■ **Data for the task**:
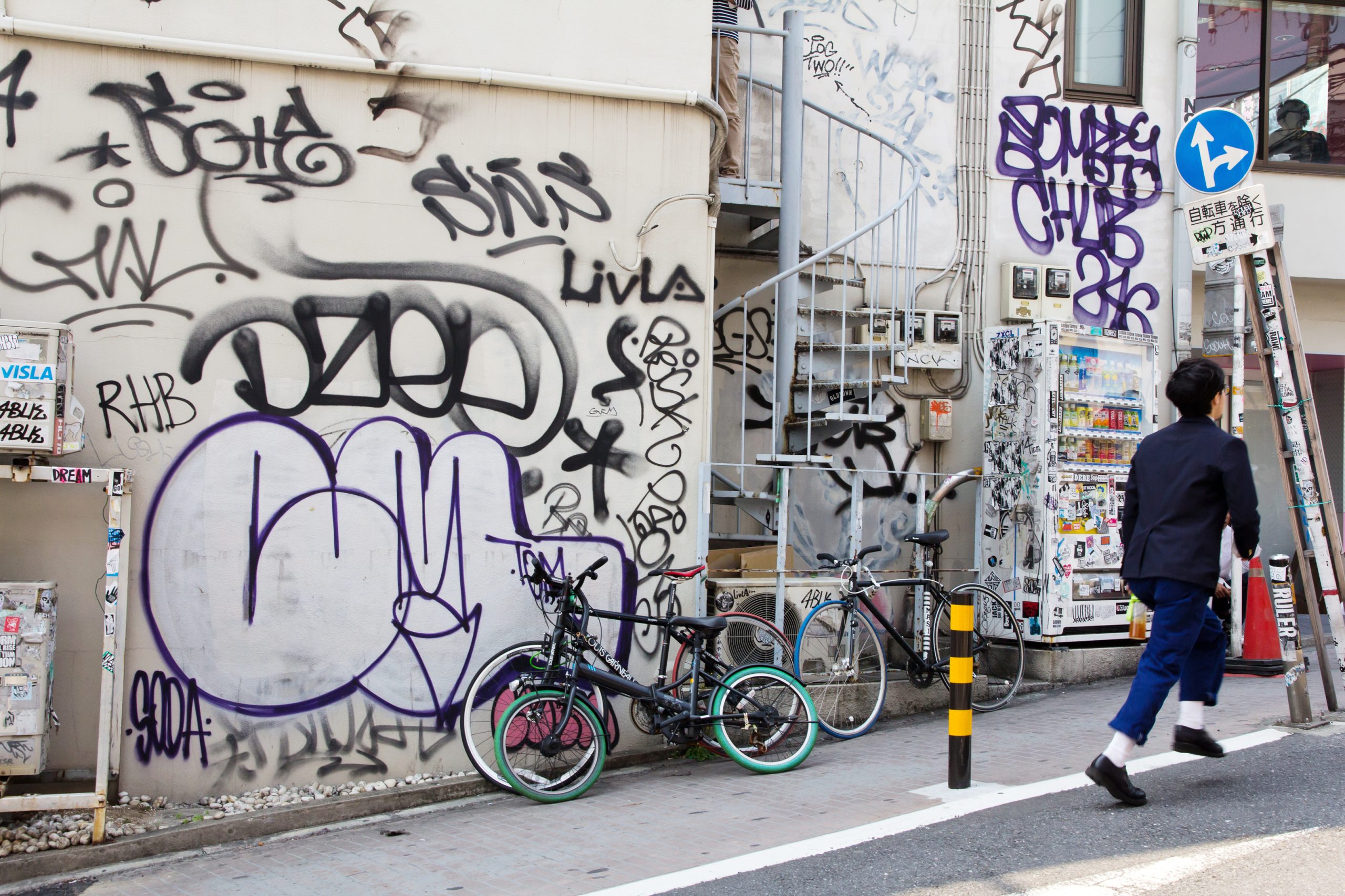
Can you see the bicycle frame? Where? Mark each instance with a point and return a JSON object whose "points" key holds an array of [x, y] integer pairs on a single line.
{"points": [[618, 677], [857, 574]]}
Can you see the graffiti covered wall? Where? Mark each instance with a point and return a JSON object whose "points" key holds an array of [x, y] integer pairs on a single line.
{"points": [[365, 346], [1083, 185]]}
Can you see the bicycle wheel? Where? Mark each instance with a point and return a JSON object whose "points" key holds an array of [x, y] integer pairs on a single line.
{"points": [[748, 641], [840, 661], [997, 650], [568, 772], [774, 746], [494, 686]]}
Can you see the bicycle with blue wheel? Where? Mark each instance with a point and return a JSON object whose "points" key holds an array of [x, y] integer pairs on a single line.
{"points": [[841, 660]]}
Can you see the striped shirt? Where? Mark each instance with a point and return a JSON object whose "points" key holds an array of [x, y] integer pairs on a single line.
{"points": [[727, 14]]}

■ **Task goal**:
Reproduce the listing from the line containing "Can you see the striped" through the end of the listing, changing "striped shirt" to "checkered shirt" and keeping everything else identical.

■ **Exercise response**:
Can you see the checkered shirt? Where? Mark each instance with a point and return a JSON object whose "points" key holds an array of [x, y] integer pairs on a single line.
{"points": [[727, 14]]}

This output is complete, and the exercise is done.